■ **Extrait fourni**
++++++++
Commentaires
Quand on évoque la Vallée de la Semois, ce sont toujours
les mêmes sites qui reviennent en mémoire à savoir la
ville de Bouillon, le Tombeau du Géant à Botassart et
le point de vue sur Frahan depuis Rochehaut. Cependant
la Semois, qui passe pour être une des plus belles et
une des plus capricieuses rivières de l’Ardenne, possède
un patrimoine qui va bien au-delà de ces quelques
sites. La région entière a su préserver son
authenticité. Ainsi, dans la basse vallée de la Semois,
il est un type de construction en bois qui ne manquera
pas d’attirer la curiosité du promeneur : le séchoir à
tabac. C’est un hangar à claire-voie dans lequel le
cultivateur suspendait les feuilles de tabac jusqu’au
printemps pour les sécher, avant d’être hachées.
La
culture du tabac est apparue en 1856 lorsque Joseph
Pierret, un ancien instituteur, planta le tout premier
are de plants de tabac de type Kentucky. Malgré un
démarrage laborieux, notre instit persévéra dans son
entreprise et, petit à petit, l’expérimentation devint
un franc succès. La fièvre du tabac gagna la vallée de
la Semois et les champs de colza et de chanvre furent
délaissés au profit de l’herbe à Nicot. Tant et bien
qu’en 1910, le petit village de Bohan devint le plus
grand producteur de tabac de la région. On y recense 65
hectares et 1.500.000 plants de tabac.
++++++++
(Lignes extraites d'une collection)
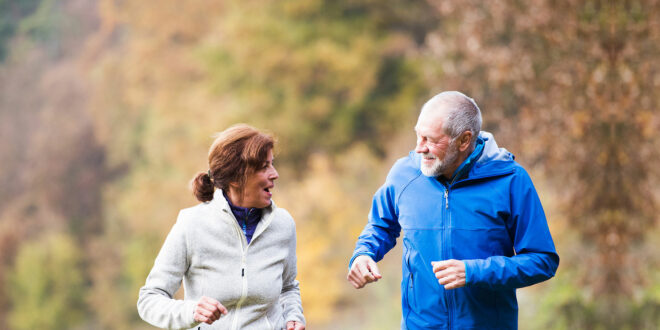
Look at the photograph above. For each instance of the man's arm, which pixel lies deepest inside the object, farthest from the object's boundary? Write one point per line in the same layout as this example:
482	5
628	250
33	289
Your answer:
377	238
536	259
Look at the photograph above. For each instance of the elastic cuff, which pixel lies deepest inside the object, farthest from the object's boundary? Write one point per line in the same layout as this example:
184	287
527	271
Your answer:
371	255
189	312
469	271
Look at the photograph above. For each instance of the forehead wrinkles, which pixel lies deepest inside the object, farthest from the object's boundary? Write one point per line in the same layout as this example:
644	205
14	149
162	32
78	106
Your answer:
430	124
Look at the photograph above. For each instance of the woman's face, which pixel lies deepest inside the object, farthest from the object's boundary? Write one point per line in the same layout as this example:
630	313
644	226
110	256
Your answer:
257	190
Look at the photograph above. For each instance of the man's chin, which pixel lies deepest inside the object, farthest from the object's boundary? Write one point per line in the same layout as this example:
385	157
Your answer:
428	171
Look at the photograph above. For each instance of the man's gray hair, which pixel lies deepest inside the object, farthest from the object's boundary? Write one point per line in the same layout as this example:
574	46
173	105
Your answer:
462	114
++++++++
Recopiez intégralement l'extrait sur le tabac de la Semois, sans y modifier le moindre mot. Les lignes proviennent d'une source distincte de l'extrait sur le tabac de la Semois.

Commentaires
Quand on évoque la Vallée de la Semois, ce sont toujours
les mêmes sites qui reviennent en mémoire à savoir la
ville de Bouillon, le Tombeau du Géant à Botassart et
le point de vue sur Frahan depuis Rochehaut. Cependant
la Semois, qui passe pour être une des plus belles et
une des plus capricieuses rivières de l’Ardenne, possède
un patrimoine qui va bien au-delà de ces quelques
sites. La région entière a su préserver son
authenticité. Ainsi, dans la basse vallée de la Semois,
il est un type de construction en bois qui ne manquera
pas d’attirer la curiosité du promeneur : le séchoir à
tabac. C’est un hangar à claire-voie dans lequel le
cultivateur suspendait les feuilles de tabac jusqu’au
printemps pour les sécher, avant d’être hachées.
La
culture du tabac est apparue en 1856 lorsque Joseph
Pierret, un ancien instituteur, planta le tout premier
are de plants de tabac de type Kentucky. Malgré un
démarrage laborieux, notre instit persévéra dans son
entreprise et, petit à petit, l’expérimentation devint
un franc succès. La fièvre du tabac gagna la vallée de
la Semois et les champs de colza et de chanvre furent
délaissés au profit de l’herbe à Nicot. Tant et bien
qu’en 1910, le petit village de Bohan devint le plus
grand producteur de tabac de la région. On y recense 65
hectares et 1.500.000 plants de tabac.